Passage shown START
In practice L cannot be reduced below about 0.2, so that breeding is possible only if n is greater than about 2.2. Figure 2 shows how this can be brought about. A fast reactor using any of the three fissile materials can be made to breed, although 239Pu gives the widest margin and 235U will allow breeding only if the energy of the neutrons causing fission is not allowed to fall much below 1 MeV. In all cases the higher the neutron energy the better the breeding ratio. A 233U-fuelled thermal reactor is just able to breed but the margin is very slender. The most widely favoured breeder system is based on the use of 238U and 239Pu in fast reactors, but there is also a certain amount of interest in the 232Th — 233U system, also in fast reactors.

A fast reactor does not necessarily have to be a breeder. The excess neutrons can be used in other ways. One such is to use them to con­sume radioactive waste materials by transmutation. This process can be applied to two classes of radioactive waste: fission products and “higher actinides” (i. e. nuclides with atomic numbers greater than 94). In both cases it is the most long-lived nuclides that are of interest because of a perceived difficulty in ensuring the integrity and safety of waste storage facilities over the very long periods, up to a million years, for which the waste remains dangerous. Fission products such as 93Zr, 99Tc, 129I and 135Cs have half-lives of the order of 106 years, as does the actinide 237Np.

In most cases it is not possible to transmute any of these nuclides into stable isotopes. However, the fission products can be made less hazardous by transmuting them into other radioactive materials with shorter half-lives. Higher actinides can be eliminated by fissioning them. Some of the fissile higher actinides can be used in effect as nuclear fuel, and in all cases benefit can be taken of the energy released when they are fissioned.

It is also possible to envisage a fast reactor that, instead of breeding, acts to consume fissile material. In this way it may be possible to use a fast reactor to eliminate unwanted stocks of weapons-grade plutonium.
Passage shown END
Supplied records START
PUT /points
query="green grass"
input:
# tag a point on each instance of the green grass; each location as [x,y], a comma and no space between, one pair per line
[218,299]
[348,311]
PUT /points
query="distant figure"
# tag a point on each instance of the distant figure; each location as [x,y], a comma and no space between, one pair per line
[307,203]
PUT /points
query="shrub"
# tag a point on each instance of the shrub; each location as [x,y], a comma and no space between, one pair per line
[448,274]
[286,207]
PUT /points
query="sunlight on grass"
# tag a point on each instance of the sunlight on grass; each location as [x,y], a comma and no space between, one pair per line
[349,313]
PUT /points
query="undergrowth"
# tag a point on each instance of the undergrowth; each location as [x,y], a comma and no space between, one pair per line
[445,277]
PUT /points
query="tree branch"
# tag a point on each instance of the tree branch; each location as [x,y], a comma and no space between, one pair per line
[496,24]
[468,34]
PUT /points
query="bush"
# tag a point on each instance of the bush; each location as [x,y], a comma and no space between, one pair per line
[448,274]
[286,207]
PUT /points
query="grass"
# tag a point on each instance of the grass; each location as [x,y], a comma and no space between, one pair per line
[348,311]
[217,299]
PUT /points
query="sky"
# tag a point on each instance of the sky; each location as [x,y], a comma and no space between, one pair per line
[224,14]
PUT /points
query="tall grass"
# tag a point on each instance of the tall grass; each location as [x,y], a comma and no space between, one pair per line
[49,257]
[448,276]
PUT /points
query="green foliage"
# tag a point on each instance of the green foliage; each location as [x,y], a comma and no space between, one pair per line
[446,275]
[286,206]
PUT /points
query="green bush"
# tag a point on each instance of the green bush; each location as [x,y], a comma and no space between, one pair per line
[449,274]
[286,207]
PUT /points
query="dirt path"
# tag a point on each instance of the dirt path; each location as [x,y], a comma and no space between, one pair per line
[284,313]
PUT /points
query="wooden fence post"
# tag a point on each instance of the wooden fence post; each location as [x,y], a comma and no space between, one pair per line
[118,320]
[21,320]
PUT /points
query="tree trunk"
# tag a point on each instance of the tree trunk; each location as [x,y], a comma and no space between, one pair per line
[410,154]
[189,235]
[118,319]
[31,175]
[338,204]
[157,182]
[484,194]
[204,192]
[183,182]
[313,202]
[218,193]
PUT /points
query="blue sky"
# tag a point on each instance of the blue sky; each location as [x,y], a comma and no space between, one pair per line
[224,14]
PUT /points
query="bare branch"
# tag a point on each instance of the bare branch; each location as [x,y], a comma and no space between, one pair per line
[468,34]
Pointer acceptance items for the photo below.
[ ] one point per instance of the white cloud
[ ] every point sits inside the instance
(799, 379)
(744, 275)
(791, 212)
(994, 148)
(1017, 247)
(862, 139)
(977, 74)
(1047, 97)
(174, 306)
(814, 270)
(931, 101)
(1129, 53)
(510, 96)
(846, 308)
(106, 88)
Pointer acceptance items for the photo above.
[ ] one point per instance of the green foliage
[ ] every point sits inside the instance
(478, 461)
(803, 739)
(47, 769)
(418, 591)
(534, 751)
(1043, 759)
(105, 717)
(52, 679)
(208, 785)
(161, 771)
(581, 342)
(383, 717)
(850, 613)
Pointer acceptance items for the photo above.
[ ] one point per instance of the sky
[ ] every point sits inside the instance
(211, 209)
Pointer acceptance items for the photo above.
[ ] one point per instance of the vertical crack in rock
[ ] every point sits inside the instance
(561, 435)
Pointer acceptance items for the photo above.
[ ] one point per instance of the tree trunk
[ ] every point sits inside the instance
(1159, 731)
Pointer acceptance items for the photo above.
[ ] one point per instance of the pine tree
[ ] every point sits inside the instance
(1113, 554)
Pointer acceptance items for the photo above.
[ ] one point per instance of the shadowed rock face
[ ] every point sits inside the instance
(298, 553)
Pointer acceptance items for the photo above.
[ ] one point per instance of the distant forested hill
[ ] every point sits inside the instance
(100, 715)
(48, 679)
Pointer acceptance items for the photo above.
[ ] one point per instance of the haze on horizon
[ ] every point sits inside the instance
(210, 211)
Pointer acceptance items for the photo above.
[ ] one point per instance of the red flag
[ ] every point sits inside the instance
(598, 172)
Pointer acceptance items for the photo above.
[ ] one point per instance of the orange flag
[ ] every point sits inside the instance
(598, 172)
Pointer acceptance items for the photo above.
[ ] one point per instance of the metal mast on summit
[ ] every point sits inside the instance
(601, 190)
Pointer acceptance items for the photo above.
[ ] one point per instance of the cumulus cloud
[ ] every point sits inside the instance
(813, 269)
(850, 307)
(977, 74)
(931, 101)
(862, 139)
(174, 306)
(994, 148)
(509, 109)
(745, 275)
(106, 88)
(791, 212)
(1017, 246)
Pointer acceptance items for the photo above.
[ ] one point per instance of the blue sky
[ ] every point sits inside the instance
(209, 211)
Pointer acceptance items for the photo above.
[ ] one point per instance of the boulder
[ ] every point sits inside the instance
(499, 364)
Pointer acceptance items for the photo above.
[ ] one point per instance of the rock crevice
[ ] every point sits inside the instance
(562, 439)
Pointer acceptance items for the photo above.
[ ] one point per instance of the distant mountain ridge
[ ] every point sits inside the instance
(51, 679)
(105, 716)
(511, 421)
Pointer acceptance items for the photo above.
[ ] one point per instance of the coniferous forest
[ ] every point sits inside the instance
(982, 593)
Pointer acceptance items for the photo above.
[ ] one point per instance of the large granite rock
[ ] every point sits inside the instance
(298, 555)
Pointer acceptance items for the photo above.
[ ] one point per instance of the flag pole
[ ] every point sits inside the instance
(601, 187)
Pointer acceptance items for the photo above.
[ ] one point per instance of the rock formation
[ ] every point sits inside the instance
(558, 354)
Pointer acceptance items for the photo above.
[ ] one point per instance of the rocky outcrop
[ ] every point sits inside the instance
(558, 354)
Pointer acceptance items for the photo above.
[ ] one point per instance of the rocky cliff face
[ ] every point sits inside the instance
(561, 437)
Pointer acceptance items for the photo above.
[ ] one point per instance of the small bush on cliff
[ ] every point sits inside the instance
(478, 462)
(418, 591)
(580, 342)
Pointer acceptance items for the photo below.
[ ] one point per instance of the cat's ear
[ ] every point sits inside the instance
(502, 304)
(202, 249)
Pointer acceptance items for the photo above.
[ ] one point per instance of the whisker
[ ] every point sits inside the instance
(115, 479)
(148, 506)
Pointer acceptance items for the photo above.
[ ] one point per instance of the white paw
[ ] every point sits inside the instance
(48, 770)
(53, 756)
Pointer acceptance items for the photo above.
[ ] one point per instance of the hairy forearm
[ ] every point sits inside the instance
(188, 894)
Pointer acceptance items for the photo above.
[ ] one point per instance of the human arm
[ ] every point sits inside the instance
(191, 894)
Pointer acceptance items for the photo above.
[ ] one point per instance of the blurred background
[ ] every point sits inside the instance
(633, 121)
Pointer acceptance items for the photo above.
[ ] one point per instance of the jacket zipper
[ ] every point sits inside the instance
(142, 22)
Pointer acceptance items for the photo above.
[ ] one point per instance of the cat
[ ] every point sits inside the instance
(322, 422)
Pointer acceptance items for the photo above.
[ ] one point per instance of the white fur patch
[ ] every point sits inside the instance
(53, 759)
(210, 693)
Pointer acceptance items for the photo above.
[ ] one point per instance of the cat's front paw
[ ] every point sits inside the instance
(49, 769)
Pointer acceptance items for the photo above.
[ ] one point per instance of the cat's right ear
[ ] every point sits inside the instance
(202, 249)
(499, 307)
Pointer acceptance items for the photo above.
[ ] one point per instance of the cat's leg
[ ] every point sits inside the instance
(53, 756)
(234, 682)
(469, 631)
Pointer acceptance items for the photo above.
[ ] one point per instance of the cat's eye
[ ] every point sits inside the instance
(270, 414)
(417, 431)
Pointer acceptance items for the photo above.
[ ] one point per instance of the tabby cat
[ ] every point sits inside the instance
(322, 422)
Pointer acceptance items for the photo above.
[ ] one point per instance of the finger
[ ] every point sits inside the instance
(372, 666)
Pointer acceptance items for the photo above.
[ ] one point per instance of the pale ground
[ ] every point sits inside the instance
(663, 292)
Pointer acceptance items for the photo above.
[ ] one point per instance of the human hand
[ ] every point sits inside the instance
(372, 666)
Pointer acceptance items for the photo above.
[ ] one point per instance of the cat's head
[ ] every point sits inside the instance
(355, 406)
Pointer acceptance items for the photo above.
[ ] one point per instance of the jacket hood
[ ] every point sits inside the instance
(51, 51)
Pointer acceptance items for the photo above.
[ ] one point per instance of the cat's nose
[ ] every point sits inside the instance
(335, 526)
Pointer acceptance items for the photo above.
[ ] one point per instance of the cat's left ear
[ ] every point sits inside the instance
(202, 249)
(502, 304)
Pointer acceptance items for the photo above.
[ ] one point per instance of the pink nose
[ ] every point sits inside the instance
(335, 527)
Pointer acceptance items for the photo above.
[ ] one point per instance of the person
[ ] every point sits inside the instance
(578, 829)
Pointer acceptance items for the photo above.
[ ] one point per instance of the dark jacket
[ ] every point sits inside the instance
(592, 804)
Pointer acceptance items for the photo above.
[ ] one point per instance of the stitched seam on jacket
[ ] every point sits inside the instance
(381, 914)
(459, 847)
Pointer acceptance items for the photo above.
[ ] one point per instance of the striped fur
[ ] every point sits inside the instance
Supplied records END
Task set
1 - From the fast-reactor passage, echo word for word the part that opens with the words containing "In most cases" and closes with "of weapons-grade plutonium.".
2 - Condense the paragraph of the fast-reactor passage that begins "In most cases it is not possible" into a short list that keeps its main facts.
Work only from the fast-reactor passage.

Solutions for each task
1 -
In most cases it is not possible to transmute any of these nuclides into stable isotopes. However, the fission products can be made less hazardous by transmuting them into other radioactive materials with shorter half-lives. Higher actinides can be eliminated by fissioning them. Some of the fissile higher actinides can be used in effect as nuclear fuel, and in all cases benefit can be taken of the energy released when they are fissioned.

It is also possible to envisage a fast reactor that, instead of breeding, acts to consume fissile material. In this way it may be possible to use a fast reactor to eliminate unwanted stocks of weapons-grade plutonium.

2 -
- Most of these nuclides cannot be transmuted into stable isotopes.
- Fission products can be made less hazardous by transmuting them into other radioactive materials with shorter half-lives.
- Higher actinides can be eliminated by fissioning them.
- Some fissile higher actinides can in effect serve as nuclear fuel.
- In all cases, the energy released by fissioning them can be used.